Dieses Blog durchsuchen

Dienstag, 17. Oktober 2023

Lesch Harald, Cecilia Scorza-Lesch und Arndt Latusseck - Die Entdeckung der Milchstraße




5 von 5 Sternen



Ein spannender Beitrag zur Wissenschaftsgeschichte der Astronomie


Das Sachbuch „Die Entdeckung der Milchstraße“ von Arndt Latußeck, Harald Lesch und Cecilia Scorza-Lesch ist ein Beitrag zur Wissenschaftsgeschichte der Astronomie. Thematisch geht es um die Geschichte der Erforschung unserer Milchstraße. Wie ist sie entstanden? Wie hat sie sich entwickelt? Warum sieht sie heute so aus, wie sie aussieht? Das Buch lässt sich in zwei Teile gliedern: Im ersten Teil werden in lebendig geschriebenen biographischen Skizzen historisch bedeutende Forscher:innen der letzten 250 Jahre vorgestellt. Forscher:innen, die einen großen Beitrag zum Erkenntnisgewinn beigetragen haben. Im zweiten Teil des Buchs sind die Kapitel dann thematisch sortiert. Durch die Radioteleskopie und die Messung der Infrarotstrahlung gab es gewaltige Erkenntnisfortschritte, die das gesamte Forschungsgebiet der Astronomie dahingehend verändert haben, dass nicht mehr nur einzelne wichtige Forscher:innen herausgehoben werden können. Das gesamt Forschungsgebiet wurde stattdessen zunehmend komplexer und vielschichtiger.

• [Liste der Zeilen]:
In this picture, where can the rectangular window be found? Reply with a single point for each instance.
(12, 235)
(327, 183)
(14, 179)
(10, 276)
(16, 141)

---

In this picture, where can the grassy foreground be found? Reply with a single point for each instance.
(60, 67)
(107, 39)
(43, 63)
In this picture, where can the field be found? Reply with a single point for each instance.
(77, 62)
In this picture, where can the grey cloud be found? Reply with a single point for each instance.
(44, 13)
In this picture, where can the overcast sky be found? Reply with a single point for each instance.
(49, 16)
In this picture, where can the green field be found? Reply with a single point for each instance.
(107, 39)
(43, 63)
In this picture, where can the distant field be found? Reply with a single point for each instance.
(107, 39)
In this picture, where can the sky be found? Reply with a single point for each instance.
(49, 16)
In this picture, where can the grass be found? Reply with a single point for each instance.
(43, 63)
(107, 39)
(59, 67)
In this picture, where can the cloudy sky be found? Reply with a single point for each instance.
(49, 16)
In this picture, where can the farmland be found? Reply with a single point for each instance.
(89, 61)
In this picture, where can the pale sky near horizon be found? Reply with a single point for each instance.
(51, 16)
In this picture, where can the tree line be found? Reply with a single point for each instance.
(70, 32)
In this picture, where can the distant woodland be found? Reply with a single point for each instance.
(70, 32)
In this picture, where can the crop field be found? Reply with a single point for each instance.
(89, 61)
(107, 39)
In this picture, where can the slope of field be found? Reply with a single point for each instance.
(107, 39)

• [Zu erledigen]:
a. Nenne alle Personen, die im Fließtext der Buchbesprechung als Verfasser des Sachbuchs genannt werden, in der dort verwendeten Schreibweise.
b. Welchen Zeitraum decken laut der Buchbesprechung die biographischen Skizzen im ersten Teil des Buchs ab?
c. Schreibe die Buchbesprechung zur Entdeckung der Milchstraße im Anschluss an ihren letzten Satz weiter.
Die Zeilen stehen in keinem Zusammenhang mit der Buchbesprechung.

• [Lösungen je Aufgabe]:
a. Arndt Latußeck, Harald Lesch, Cecilia Scorza-Lesch

b. Die letzten 250 Jahre.

c.
 

Im ersten Teil des Buchs geht es also um die Geschichte der Forscher:innen, die das Rätsel der Milchstraße in den letzten 250 Jahren zu enthüllen versuchten. Die Autoren verdeutlichen, dass die Menschheit sich immer wieder die Frage gestellt hat, was es mit den Sternen eigentlich auf sich hat. Die Himmelsbeobachtung habe für die Menschheitsgeschichte schon immer eine alltagsrelevante Bedeutung gehabt, z.B. für die frühen Formen der Landwirtschaft. Und einige besondere Menschen hätten mit ihrer Erforschung des Himmels den Erkenntnisfortschritt wesentlich vorangebracht. In kurzen Porträts werden diese historischen Persönlichkeiten und ihre Leistungen den Leser:innen vorgestellt. Einen besonderen Stellenwert nimmt sicherlich Edwin Hubble ein. Mit ihm beginnt die extragalaktische Astronomie. Eine wichtige Zäsur der Forschungsgeschichte!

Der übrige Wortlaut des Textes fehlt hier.